**Texto selecionado**:
<<<<
Dentre o vasto repertório artístico e cultural oferecido pela cidade de São Paulo nesse final de ano, uma potente parceria entre o ambiente marítimo e o mundo do teatro se dá em Cais ou Da indiferença das embarcações, montagem que a Velha Companhia está apresentando no Sesc Ipiranga até o próximo dia 19 de dezembro. Escrita por Kiko Marques, a peça – que vem cumprindo, desde que estreou em outubro de 2012, uma bem-sucedida (e premiada) carreira – trata da história de um grupo de habitantes de Ilha Grande, a comunidade litorânea pertencente a Angra dos Reis, no Rio de Janeiro, outrora pacata e provinciana, que hoje vive um tanto quanto descaracterizada pela exploração turística.
O cais da ilha serve de palco para a narrativa que costura encontros e desencontros em torno dos representantes de três gerações sucessivas de uma mesma família: Waldeci, seu filho Walcimar e seu neto Walciano. Um velho barco – batizado prosaicamente de Sargento Evilázio – e uma poita (objeto pesado que se usa como âncora nas pequenas embarcações) abandonada testemunham cada um dos eventos singulares que envolvem os protagonistas e conduzem a narração. A história ocorre nas viradas de ano, momento cíclico em que se suspendem as tarefas cotidianas para se fazer o balanço das ações passadas e se gestar as possibilidades de futuro.
Muito rapidamente o texto se converte em um espetáculo de inúmeras qualidades, sob a direção do próprio dramaturgo, Kiko Marques. A rusticidade que se insinua em tudo e acaba migrando, por meio de uma articulação bastante sutil, do terreno da forma para o do conteúdo, é a chave-mestra para que, além da natural empatia por uma história contada de modo tão envolvente, o espectador possa também refletir sobre os acontecimentos descortinados a sua frente, procurando, então, não encará-los assim como tão naturais.
>>>>
**Informações fornecidas**:
<<<<
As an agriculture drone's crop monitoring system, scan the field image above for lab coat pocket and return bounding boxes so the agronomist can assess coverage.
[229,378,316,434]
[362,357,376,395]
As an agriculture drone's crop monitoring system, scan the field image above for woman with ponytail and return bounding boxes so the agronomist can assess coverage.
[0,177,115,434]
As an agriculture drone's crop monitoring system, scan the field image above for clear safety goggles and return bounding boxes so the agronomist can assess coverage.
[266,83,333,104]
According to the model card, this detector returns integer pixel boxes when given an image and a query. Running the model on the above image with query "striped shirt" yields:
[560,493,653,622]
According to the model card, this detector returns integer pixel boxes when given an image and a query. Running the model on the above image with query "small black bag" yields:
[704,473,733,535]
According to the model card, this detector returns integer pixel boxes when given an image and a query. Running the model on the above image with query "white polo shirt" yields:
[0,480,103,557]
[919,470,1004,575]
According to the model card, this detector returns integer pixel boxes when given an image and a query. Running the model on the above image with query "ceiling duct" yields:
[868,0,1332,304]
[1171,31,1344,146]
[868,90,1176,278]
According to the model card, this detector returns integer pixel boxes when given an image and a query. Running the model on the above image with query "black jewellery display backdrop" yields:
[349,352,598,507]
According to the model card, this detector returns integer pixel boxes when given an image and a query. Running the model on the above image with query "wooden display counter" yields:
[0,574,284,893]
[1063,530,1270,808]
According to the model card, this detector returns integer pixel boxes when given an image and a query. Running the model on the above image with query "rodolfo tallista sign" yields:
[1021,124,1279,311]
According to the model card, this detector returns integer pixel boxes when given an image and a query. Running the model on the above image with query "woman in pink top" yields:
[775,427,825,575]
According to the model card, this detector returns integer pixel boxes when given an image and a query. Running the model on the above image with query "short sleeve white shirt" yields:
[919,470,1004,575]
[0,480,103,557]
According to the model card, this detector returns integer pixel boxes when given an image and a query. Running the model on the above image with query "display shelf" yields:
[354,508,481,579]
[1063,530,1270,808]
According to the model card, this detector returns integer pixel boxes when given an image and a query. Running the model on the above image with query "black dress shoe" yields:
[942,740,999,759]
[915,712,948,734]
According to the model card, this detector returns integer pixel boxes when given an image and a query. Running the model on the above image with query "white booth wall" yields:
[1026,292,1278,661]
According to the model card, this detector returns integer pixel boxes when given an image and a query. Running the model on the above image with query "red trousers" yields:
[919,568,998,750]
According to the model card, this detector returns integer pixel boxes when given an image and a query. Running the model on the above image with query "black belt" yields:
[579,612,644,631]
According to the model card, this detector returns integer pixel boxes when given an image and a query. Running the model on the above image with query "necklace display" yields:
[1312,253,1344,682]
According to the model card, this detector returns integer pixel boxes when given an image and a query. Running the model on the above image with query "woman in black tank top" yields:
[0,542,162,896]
>>>>
**Exercício escrito 1**:
De acordo com o texto sobre a peça Cais, até que dia a montagem fica em cartaz no Sesc Ipiranga?
**Exercício escrito 2**:
Copie do texto sobre a peça Cais o trecho entre "Dentre o vasto" e "pela exploração turística.", incluindo ambos.

**Resultado final 1**:
Até 19 de dezembro.

**Resultado final 2**:
Dentre o vasto repertório artístico e cultural oferecido pela cidade de São Paulo nesse final de ano, uma potente parceria entre o ambiente marítimo e o mundo do teatro se dá em Cais ou Da indiferença das embarcações, montagem que a Velha Companhia está apresentando no Sesc Ipiranga até o próximo dia 19 de dezembro. Escrita por Kiko Marques, a peça – que vem cumprindo, desde que estreou em outubro de 2012, uma bem-sucedida (e premiada) carreira – trata da história de um grupo de habitantes de Ilha Grande, a comunidade litorânea pertencente a Angra dos Reis, no Rio de Janeiro, outrora pacata e provinciana, que hoje vive um tanto quanto descaracterizada pela exploração turística.